Text shown:
+===+

Re: BUG #13660: serializable snapshotting hangs

From: Chris Pacejo <cpacejo(at)clearskydata(dot)com>
To: Kevin Grittner <kgrittn(at)ymail(dot)com>
Cc: "pgsql-bugs(at)postgresql(dot)org" <pgsql-bugs(at)postgresql(dot)org>
Subject: Re: BUG #13660: serializable snapshotting hangs
Date: 2015-10-06 21:47:08
Message-ID: CAC8iE5isTnJ_8KHv6HyWAqW=2q37wpHTiTA3EBLhWzgLVTBJGw@mail.gmail.com
Views: Raw Message | Whole Thread | Download mbox | Resend email
Thread:
Lists: pgsql-bugs

I get that, but I had no other open connections to that database.
There were many connections to *other* databases on that same
*server*, but that shouldn't affect taking a snapshot on an otherwise
unused database, correct?

Also note that once this happened to one database, it happened to
*all* databases on the same server simultaneously. It's as if the
read-write transaction check is performed server-wide, not
database-wide as I would expect.

On Tue, Oct 6, 2015 at 5:38 PM, Kevin Grittner <kgrittn(at)ymail(dot)com> wrote:
> On Thursday, October 1, 2015 9:19 PM, "cpacejo(at)clearskydata(dot)com"
> <cpacejo(at)clearskydata(dot)com> wrote:
>
>> PostgreSQL version: 9.4.4
>
>> After running fine for weeks, we now find that serializable snapshots
>> hang:
>>
>> our_db=> START TRANSACTION ISOLATION LEVEL SERIALIZABLE, READ ONLY,
>> DEFERRABLE;
>> START TRANSACTION
>> our_db=> SELECT pg_export_snapshot();
>> (...hangs indefinitely...)

+===+

Data section:
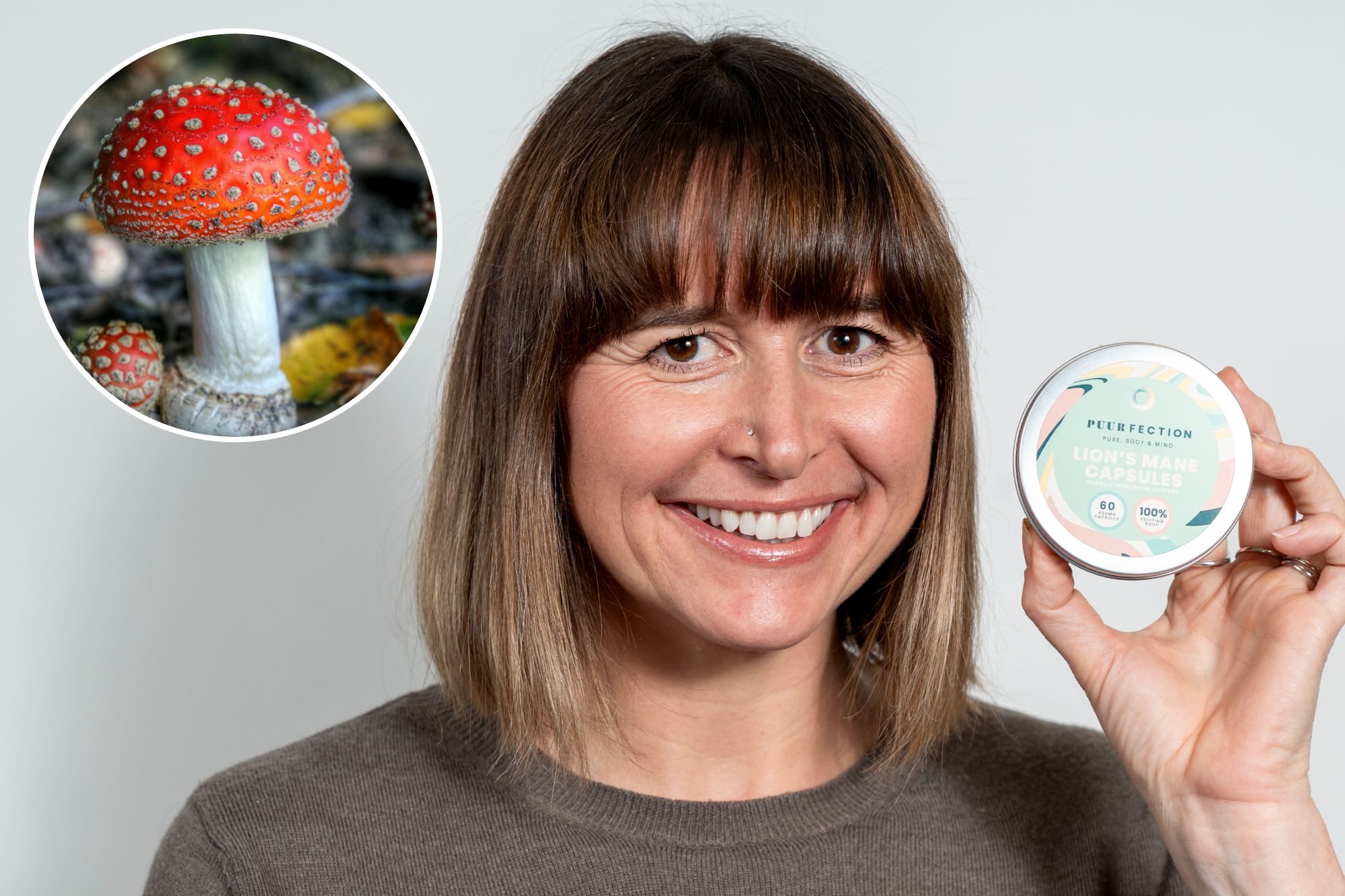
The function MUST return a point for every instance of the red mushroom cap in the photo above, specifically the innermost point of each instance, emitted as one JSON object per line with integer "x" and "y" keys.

+===+

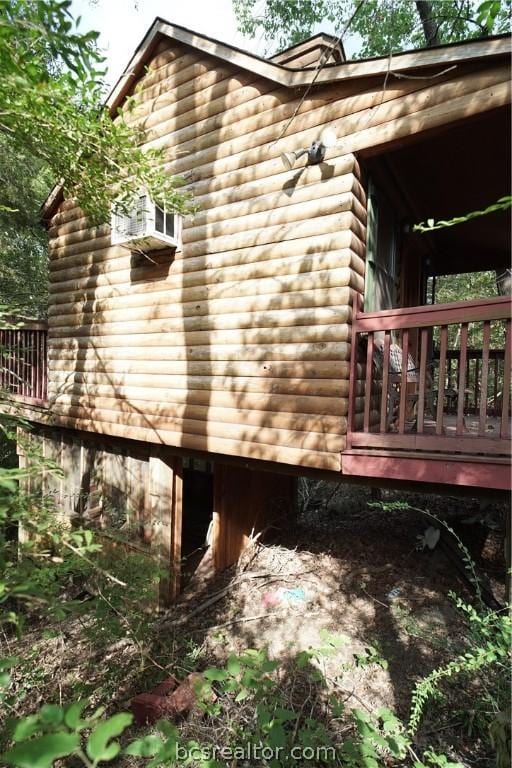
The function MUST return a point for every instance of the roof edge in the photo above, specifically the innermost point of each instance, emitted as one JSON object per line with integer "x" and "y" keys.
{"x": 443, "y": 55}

+===+

What you have to do: Which PostgreSQL version is listed in the mailing-list message about serializable snapshots hanging?

Exercise output: 9.4.4